EXTRACTED TEXT =
This weekend we published a couple of articles related to this [1, 2]. The core argument was, for society to be better off it needs to be inoculated against bad people. Self-governance was revisited on US Independence Day when we argued that "independence in the digital realms means abandoning platforms like GitHub, not just rejecting proprietary software". There's also a message somewhere in there about IBM and Wayland, not to mention the fan club of Microsoft GitHub. It's called Rust. See, "Wayland People" and "Rust People" want us to think that GIAGAM (GAFAM+IBM) will lead the way and we'll all be followers. For half a decade already Rust even banned or censored Microsoft critics. That's how bad it is.

 

After Igor Ljubuncic complained that Wayland wasn't ready and we should not follow, based on his famously extensive reviews, he wrote another piece. To quote portions of what he said: "Recent news in the Linux world around the forced deprecation of the X11 session in upcoming Gnome and, consequently, Ubuntu releases prompted me to write this article. [...] I feel sad and alarmed, and I want to take a look at the Linux tech landscape, to see where we are, why we are where we are, and if perhaps the future holds anything good and bright and meaningful for the Linux folks. Let's chat [...] I love me a good mystery. Although I'm not happy and I'm rather worried about the direction the Linux home desktop is going, AKA forced deprecation of X11 before its would-be successor Wayland is truly ready, there's some small joy in telling a good story, replete with numbers. Indeed, after I published my Plasma 6.4 review, which showed Wayland being less optimized even for truly basic stuff, I decided to dig in and expand more on that early test and its troubling findings."

SUPPLIED MATERIAL =
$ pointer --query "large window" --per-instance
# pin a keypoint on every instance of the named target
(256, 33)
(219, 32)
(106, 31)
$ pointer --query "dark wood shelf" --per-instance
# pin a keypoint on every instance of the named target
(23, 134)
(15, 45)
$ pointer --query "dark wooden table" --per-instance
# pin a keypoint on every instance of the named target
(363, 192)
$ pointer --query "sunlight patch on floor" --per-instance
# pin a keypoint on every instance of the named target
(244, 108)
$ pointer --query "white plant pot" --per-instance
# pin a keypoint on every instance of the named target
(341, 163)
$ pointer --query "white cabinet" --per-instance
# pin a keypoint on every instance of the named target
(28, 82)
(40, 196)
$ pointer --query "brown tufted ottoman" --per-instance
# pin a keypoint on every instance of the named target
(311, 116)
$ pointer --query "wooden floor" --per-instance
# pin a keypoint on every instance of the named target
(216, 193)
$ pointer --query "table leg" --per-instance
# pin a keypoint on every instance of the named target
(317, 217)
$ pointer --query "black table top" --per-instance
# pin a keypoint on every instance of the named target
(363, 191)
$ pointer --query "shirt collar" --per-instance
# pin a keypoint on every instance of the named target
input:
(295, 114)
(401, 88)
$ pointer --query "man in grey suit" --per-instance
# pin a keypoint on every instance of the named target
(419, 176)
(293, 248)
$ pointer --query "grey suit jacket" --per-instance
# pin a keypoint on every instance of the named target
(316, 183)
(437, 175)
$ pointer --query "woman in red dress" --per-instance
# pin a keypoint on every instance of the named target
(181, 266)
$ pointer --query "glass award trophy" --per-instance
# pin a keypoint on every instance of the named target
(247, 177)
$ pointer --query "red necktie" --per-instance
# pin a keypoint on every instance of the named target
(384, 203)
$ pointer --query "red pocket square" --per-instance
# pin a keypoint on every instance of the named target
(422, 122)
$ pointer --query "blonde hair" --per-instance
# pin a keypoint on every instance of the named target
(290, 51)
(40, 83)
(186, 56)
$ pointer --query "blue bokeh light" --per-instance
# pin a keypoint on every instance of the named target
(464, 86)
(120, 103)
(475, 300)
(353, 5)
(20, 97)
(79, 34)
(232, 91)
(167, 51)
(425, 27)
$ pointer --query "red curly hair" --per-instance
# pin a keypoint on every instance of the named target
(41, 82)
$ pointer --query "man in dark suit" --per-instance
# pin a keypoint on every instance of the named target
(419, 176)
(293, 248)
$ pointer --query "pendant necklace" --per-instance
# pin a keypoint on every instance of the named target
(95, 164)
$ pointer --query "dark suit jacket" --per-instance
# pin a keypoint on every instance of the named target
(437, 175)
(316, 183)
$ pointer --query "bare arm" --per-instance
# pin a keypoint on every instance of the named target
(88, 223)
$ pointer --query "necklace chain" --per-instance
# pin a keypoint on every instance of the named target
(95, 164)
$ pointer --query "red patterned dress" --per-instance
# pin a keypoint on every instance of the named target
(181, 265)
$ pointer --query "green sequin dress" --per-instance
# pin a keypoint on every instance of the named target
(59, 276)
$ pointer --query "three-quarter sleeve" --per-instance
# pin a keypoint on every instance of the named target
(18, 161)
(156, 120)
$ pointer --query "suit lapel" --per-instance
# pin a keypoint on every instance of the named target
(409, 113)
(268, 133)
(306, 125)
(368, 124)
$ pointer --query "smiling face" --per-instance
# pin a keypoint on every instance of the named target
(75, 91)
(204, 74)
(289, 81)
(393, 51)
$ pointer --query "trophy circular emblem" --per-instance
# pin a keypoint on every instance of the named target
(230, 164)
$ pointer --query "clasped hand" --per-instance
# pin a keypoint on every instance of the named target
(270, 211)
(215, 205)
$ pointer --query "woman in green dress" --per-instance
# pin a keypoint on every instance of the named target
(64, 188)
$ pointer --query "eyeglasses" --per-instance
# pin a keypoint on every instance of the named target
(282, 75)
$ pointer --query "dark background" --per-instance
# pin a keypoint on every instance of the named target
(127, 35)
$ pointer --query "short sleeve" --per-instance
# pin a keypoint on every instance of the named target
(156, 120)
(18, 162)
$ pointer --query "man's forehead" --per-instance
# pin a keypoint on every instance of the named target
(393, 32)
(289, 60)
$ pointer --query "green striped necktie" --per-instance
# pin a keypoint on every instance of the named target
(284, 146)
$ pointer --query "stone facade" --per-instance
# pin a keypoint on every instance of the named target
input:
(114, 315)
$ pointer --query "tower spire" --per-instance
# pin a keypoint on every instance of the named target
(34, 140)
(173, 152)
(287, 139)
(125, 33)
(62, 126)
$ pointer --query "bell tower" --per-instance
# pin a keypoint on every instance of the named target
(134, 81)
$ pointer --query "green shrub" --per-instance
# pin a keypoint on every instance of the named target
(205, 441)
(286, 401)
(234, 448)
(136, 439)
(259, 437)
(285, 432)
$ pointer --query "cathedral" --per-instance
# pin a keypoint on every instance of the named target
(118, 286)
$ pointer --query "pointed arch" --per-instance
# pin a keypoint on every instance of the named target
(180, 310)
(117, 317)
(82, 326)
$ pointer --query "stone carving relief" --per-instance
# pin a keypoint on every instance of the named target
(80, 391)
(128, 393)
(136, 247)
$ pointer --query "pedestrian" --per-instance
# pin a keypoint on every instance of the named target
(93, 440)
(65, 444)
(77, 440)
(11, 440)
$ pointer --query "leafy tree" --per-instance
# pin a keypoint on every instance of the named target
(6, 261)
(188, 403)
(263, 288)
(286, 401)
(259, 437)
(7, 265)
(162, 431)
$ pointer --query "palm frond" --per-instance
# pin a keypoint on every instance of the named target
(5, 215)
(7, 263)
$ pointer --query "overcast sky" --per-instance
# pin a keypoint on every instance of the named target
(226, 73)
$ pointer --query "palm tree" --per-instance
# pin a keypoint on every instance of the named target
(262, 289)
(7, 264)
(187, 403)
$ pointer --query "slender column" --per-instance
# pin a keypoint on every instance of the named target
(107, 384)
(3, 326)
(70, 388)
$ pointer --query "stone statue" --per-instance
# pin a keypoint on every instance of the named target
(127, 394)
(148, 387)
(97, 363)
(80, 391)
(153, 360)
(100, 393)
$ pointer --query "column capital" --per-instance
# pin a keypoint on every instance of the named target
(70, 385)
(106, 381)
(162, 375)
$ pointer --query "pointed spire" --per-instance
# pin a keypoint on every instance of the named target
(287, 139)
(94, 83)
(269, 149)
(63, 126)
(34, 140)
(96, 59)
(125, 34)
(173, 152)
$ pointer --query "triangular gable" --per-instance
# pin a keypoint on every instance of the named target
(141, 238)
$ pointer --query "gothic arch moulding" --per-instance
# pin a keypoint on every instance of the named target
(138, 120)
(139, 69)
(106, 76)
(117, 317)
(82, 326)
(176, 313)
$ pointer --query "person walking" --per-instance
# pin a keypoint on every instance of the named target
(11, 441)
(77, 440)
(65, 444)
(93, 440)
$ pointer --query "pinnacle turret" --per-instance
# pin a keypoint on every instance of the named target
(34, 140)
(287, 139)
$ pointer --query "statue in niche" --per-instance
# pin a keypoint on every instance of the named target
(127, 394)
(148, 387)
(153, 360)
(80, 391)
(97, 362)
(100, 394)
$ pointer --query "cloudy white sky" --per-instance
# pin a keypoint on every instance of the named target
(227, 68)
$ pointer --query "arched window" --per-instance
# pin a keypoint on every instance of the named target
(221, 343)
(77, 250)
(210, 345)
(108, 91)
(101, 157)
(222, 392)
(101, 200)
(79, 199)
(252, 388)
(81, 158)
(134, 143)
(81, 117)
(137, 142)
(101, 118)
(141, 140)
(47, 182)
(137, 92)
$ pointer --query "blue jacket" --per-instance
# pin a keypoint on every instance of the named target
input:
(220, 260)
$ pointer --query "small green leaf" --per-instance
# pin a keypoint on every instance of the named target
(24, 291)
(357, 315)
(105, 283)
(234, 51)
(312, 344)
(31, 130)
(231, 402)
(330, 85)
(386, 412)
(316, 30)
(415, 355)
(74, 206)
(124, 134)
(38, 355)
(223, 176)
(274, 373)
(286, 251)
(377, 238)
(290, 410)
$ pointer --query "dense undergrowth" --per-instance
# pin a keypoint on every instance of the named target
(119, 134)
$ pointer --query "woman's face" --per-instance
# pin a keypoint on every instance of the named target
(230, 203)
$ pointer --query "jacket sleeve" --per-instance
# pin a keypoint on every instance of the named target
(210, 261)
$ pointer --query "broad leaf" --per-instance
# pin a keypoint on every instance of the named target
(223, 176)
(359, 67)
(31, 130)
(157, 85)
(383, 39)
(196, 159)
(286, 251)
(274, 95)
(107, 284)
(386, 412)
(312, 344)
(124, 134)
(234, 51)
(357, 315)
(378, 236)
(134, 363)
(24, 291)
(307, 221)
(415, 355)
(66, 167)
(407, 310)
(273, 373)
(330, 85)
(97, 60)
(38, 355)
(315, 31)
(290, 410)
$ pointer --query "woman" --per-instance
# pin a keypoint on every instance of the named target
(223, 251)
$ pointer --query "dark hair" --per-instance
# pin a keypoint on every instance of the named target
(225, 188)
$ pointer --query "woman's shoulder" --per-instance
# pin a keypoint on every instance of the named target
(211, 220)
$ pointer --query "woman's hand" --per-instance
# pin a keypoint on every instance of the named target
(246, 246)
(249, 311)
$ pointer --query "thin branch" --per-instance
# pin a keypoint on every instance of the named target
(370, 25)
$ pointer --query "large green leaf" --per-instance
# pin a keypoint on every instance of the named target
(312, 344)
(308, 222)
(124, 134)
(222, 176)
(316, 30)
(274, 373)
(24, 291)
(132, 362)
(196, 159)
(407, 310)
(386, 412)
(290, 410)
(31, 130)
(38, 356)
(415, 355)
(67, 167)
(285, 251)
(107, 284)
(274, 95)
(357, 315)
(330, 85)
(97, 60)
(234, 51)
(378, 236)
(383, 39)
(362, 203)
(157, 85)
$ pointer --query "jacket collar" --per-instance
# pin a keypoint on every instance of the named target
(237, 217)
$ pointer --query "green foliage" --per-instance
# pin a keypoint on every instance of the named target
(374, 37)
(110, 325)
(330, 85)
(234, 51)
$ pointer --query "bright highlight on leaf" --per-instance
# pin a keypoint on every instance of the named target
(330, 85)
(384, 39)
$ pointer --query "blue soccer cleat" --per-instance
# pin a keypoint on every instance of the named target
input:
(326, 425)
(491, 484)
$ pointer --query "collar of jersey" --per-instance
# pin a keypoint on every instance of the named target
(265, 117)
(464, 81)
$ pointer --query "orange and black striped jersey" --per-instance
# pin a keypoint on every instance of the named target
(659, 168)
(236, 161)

TASK 1 = In the piece on Wayland and Rust, which of Igor Ljubuncic's reviews showed Wayland being less optimized even for basic things?
TASK 2 = Do these statements agree with the piece on Wayland and Rust? (a) The core argument of the weekend articles was that society needs to be inoculated against bad people. (b) Rust banned or censored Microsoft critics for a full decade. (c) Ljubuncic said he was not happy about the direction the Linux home desktop is going.
TASK 3 = Resume the piece on Wayland and Rust, picking up right after its last sentence.

EXERCISE RESPONSE 1 = His Plasma 6.4 review.

EXERCISE RESPONSE 2 =
(a) Yes: "for society to be better off it needs to be inoculated against bad people"
(b) No: "For half a decade already Rust even banned or censored Microsoft critics"
(c) Yes: "I'm not happy and I'm rather worried about the direction the Linux home desktop is going"

EXERCISE RESPONSE 3 =
 

Hours ago Stevie Wonder said "we have the opportunity to lead [...] for everyone [for people] to be fairly treated".

 

IBM grew a lot when it worked on eugenics (flagging people like Stevie Wonder to "save us" from mixed-race couples). That even predates IBM's work for actual nazis. IBM was never a nice company. It's not a good leader. Forget about "Red Hat". It's dead. This is IBM. Stop accepting IBM's decisions and instead focus on what people like Theo say. "The writing has been on the wall a very long time," he said about "Gnome is dropping X11", "that some people believe their role in the ecosystem is to reduce software choice and push everyone into vertical software monocultures."

 

IBM is dictatorship. It's trying to dictate to people what to use and how to use that (it bans those who don't agree). In that sense, it is a lot like Microsoft. Don't be led by dictators. Show IBM the way out.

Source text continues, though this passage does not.